WHAT THE EXERCISE ASKS
Nothing but the lines from the one containing "Where can the cart side" to the end of the data should be returned, each exactly as written.

DATA EXTRACT
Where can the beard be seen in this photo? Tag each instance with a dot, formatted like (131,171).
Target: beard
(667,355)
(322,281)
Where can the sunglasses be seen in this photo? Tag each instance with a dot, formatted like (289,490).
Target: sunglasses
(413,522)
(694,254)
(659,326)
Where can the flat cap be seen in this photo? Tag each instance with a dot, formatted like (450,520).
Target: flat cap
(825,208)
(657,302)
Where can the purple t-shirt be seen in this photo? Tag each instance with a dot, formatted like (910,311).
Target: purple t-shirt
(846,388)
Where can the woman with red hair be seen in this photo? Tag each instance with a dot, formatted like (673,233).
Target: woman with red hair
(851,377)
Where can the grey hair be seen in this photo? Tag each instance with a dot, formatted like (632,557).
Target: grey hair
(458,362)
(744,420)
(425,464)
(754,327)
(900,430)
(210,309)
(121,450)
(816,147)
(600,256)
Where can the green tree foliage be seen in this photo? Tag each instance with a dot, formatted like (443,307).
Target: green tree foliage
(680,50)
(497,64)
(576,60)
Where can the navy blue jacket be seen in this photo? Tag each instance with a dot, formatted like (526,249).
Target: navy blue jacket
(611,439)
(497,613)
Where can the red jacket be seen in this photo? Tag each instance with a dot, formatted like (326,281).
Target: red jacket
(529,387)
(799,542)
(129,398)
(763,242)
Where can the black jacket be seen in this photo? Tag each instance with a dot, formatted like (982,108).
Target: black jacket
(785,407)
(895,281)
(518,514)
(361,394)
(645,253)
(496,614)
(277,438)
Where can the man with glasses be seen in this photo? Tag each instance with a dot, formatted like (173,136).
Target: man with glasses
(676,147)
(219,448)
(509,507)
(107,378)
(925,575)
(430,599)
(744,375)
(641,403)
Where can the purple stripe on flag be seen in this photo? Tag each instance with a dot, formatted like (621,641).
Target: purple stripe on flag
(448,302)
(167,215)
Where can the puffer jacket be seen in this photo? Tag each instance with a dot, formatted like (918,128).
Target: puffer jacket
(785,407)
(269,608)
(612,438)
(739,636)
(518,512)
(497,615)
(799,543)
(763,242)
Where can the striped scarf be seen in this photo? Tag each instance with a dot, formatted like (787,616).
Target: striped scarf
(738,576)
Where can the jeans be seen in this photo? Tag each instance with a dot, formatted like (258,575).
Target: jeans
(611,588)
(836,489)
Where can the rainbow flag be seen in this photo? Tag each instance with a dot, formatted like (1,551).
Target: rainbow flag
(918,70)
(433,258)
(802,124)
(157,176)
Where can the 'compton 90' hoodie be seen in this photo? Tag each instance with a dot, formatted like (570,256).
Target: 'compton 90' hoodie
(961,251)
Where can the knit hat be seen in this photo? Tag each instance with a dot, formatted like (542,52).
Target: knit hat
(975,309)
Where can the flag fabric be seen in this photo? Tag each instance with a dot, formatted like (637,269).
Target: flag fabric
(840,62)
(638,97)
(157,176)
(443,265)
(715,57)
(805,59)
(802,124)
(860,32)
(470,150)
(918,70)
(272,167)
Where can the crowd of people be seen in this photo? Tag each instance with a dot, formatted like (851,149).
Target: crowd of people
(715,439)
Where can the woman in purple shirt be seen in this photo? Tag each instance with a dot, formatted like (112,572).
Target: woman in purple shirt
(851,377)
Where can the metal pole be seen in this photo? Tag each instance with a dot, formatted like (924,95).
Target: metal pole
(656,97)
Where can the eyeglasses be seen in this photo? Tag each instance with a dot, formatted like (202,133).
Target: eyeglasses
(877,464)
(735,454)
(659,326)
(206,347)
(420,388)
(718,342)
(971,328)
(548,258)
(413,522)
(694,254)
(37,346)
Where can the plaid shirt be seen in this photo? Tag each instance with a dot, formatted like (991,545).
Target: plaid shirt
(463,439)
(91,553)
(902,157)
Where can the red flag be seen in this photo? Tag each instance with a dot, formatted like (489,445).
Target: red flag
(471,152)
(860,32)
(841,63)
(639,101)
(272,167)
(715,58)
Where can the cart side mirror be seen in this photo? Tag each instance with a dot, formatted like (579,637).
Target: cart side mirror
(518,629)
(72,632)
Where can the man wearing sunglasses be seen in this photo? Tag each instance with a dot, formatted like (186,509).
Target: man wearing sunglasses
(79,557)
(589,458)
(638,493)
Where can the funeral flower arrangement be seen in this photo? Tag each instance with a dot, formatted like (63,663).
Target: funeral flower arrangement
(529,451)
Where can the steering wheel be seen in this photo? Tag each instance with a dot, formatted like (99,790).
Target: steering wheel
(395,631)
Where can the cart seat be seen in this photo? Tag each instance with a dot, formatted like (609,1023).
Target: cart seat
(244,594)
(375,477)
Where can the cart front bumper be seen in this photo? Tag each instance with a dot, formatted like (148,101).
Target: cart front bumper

EXERCISE SOLUTION
Where can the cart side mirror be seen in this photo? Tag each instance with a dot, formatted like (579,637).
Target: cart side mirror
(518,629)
(72,632)
Where can the man wearing sunglasses be seen in this photo? Tag each instance with a dot, formatted like (186,509).
Target: man wearing sunglasses
(79,557)
(589,458)
(638,493)
Where can the funeral flower arrangement be seen in this photo? Tag each instance with a dot, formatted like (63,663).
Target: funeral flower arrangement
(529,451)
Where can the steering wheel be seen in this photo? Tag each instance with a dot, formatted like (99,790).
Target: steering wheel
(395,631)
Where can the cart seat be seen in this photo? Tag each instance with a dot, formatted like (609,1023).
Target: cart seat
(244,594)
(375,477)
Where can the cart front bumper be seen in this photo? Tag each instance with a dot, formatted like (148,101).
Target: cart front bumper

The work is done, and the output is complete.